++++ MATERIALS PROVIDED ++++

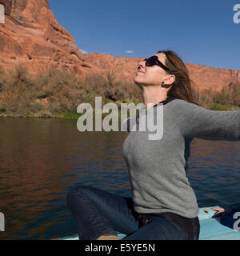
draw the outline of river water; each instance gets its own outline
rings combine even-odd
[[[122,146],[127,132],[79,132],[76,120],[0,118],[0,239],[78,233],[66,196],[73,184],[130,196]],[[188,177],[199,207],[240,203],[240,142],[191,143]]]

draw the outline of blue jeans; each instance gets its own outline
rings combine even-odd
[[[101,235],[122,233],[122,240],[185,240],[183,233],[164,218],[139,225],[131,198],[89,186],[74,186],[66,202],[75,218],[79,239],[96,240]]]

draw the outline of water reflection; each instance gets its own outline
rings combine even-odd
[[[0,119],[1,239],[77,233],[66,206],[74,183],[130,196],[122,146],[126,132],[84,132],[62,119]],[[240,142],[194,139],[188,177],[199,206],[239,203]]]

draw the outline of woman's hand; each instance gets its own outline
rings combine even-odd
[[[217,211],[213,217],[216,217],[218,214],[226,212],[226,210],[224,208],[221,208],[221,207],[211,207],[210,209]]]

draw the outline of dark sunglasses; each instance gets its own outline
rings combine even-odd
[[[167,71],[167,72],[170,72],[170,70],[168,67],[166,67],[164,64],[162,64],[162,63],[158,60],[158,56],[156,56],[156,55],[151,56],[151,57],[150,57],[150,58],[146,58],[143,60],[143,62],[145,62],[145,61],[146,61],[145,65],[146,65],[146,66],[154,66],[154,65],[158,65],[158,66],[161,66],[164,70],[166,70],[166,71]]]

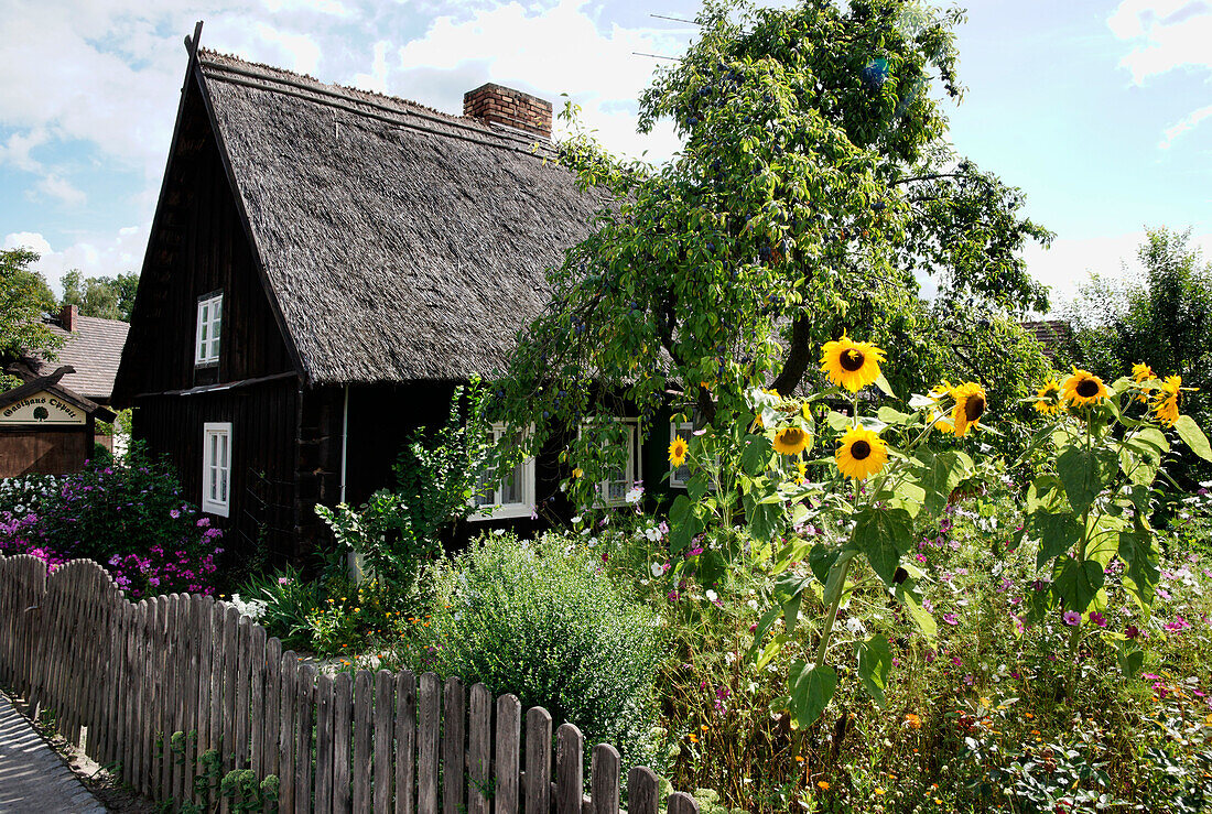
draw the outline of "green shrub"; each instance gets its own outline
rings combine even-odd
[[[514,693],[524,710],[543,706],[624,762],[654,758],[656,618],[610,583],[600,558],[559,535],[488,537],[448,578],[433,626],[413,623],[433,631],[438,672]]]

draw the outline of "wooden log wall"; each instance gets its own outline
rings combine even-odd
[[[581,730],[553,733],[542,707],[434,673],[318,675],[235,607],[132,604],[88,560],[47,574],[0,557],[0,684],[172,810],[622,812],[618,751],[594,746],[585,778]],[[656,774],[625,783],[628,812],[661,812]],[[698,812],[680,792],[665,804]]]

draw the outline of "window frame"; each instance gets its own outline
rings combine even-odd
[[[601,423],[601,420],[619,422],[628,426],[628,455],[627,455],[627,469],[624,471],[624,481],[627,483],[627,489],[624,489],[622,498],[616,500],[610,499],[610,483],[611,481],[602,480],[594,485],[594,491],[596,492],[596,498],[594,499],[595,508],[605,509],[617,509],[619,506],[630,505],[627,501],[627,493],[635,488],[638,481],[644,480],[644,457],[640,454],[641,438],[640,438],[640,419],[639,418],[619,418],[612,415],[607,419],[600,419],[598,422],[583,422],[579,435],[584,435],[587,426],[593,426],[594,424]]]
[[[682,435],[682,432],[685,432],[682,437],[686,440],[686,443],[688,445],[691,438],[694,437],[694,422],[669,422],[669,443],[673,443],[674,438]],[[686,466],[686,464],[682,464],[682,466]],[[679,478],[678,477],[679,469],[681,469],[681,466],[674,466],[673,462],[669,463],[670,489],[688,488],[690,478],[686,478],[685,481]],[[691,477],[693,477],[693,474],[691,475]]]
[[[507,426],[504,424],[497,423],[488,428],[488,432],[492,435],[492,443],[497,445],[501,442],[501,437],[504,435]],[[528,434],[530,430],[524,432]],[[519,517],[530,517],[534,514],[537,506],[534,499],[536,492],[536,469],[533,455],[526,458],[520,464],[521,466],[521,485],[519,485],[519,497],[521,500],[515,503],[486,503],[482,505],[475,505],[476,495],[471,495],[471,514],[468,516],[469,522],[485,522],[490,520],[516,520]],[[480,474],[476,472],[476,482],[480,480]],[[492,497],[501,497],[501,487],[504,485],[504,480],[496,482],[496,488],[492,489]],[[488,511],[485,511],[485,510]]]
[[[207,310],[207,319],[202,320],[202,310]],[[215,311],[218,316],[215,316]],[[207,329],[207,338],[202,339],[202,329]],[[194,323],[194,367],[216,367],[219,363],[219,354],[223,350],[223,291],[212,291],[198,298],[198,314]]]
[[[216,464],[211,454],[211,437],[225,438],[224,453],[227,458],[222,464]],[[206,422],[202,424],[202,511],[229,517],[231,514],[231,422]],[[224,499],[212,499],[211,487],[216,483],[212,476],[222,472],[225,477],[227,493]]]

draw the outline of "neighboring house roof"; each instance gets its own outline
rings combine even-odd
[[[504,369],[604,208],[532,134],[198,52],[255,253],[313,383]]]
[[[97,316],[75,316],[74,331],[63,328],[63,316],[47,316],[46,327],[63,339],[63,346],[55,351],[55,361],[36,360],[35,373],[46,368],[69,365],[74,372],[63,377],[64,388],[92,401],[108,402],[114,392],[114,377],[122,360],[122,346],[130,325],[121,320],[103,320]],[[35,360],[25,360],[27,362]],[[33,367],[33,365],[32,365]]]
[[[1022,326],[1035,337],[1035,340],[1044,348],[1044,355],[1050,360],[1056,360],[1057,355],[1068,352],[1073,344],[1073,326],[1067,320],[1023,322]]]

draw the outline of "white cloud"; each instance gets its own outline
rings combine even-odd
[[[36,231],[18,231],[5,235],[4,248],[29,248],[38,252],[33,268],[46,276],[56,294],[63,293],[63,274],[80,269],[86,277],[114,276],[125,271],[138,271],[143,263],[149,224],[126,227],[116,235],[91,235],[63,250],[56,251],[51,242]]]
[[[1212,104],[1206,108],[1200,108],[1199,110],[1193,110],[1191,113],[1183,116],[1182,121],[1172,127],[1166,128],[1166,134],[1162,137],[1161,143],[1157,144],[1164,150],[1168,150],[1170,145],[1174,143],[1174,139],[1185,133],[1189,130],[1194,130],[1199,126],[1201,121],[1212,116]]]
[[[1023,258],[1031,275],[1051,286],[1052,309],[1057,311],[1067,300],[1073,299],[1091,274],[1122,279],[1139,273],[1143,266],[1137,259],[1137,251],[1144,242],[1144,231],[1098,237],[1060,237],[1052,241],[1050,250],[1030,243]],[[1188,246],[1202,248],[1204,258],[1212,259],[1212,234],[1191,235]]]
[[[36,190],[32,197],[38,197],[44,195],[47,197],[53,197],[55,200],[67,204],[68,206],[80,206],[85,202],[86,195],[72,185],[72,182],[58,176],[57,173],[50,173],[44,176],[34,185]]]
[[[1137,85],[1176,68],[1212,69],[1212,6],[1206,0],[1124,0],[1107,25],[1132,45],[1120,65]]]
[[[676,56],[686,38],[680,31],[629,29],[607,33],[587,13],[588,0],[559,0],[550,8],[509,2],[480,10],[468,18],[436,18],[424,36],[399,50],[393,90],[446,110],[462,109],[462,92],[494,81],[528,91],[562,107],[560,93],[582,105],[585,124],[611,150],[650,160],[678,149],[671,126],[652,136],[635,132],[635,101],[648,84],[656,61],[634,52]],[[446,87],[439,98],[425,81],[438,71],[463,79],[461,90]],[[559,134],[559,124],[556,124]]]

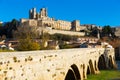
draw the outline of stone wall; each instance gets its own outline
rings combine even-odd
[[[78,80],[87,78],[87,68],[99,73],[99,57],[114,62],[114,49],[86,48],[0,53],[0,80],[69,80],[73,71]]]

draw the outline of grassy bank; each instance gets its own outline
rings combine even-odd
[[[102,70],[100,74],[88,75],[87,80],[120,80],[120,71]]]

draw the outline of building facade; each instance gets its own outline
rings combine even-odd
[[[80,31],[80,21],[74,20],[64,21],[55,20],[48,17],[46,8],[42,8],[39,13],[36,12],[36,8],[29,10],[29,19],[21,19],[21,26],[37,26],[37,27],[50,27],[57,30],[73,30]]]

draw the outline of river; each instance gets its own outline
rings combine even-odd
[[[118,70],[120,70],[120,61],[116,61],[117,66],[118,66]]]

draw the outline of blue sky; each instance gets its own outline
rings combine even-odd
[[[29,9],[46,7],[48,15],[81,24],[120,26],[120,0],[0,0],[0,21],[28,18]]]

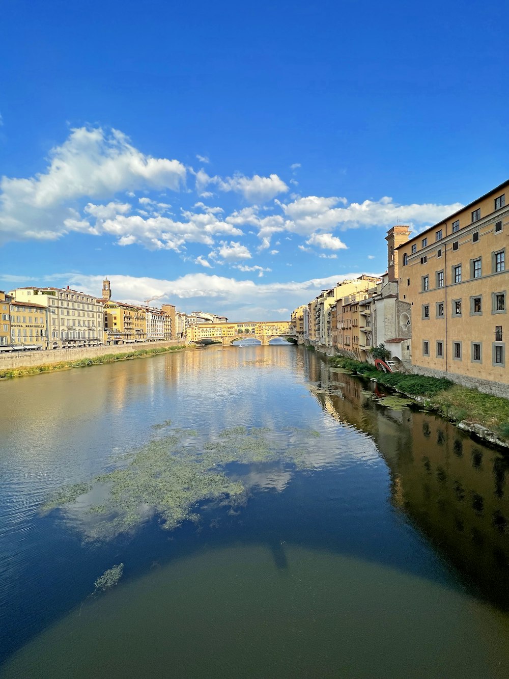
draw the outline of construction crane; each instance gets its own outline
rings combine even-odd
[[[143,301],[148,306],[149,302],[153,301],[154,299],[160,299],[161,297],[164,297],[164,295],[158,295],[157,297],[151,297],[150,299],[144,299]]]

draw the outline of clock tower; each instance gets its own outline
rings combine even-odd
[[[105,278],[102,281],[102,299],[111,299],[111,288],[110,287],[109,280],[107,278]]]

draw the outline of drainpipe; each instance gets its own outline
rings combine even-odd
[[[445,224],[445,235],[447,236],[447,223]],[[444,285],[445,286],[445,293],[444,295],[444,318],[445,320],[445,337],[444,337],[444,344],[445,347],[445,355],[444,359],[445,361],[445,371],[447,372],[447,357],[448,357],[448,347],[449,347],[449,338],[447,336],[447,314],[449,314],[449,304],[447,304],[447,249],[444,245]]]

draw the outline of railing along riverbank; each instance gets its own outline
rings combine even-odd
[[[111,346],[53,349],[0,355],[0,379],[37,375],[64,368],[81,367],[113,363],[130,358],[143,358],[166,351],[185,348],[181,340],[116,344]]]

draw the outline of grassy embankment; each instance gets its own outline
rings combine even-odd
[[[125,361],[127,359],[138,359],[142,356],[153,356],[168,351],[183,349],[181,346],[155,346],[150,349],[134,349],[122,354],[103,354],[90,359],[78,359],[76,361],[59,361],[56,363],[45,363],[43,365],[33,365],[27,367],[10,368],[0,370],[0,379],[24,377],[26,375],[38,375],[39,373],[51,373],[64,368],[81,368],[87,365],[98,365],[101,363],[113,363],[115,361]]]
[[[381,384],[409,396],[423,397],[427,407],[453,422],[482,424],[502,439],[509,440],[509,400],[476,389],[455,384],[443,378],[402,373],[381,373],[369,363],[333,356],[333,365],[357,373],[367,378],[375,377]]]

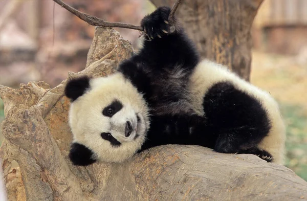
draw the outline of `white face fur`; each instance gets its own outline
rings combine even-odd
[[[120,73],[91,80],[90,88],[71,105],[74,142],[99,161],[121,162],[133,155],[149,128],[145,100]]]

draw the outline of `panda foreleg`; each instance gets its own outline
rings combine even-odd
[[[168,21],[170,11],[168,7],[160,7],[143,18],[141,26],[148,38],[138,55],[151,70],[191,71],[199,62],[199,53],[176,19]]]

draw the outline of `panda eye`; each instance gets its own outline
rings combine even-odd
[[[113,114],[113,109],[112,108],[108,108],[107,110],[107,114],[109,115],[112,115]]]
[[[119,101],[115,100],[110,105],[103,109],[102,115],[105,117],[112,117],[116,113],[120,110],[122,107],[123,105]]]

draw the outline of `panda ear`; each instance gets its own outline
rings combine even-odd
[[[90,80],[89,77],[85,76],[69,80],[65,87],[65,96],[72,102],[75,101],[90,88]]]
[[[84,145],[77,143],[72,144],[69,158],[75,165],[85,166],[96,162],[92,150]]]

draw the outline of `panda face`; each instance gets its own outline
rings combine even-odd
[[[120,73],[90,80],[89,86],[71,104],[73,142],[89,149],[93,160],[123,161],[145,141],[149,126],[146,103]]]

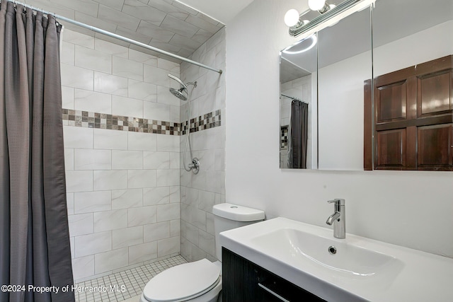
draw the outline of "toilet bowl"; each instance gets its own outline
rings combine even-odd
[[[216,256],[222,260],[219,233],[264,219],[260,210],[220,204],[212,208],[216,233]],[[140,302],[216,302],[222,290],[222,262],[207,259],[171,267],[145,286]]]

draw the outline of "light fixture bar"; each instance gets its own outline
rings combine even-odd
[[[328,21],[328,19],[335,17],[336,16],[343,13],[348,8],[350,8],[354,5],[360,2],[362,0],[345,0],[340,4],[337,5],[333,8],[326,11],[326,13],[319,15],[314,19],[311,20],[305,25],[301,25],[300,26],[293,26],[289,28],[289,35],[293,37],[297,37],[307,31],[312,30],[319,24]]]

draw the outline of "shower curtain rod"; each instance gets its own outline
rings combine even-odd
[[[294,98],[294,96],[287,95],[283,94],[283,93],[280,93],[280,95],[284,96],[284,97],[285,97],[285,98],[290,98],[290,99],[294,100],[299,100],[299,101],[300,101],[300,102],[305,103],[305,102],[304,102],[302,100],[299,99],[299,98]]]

++++

WHAT THE TASK ASKS —
Print the lines verbatim, starting at the line containing "draw the outline of stone" and ending at the line containing "[[[102,70],[100,74],[88,75],[87,80],[120,80],[120,71]]]".

FINAL ANSWER —
draw the outline of stone wall; each instance gets its own outline
rings combine even-odd
[[[78,80],[87,78],[87,68],[99,73],[99,57],[114,62],[114,49],[86,48],[0,53],[0,80],[69,80],[73,71]]]

draw the outline of grassy bank; each instance gets its own outline
rings combine even-odd
[[[102,70],[100,74],[88,75],[87,80],[120,80],[120,71]]]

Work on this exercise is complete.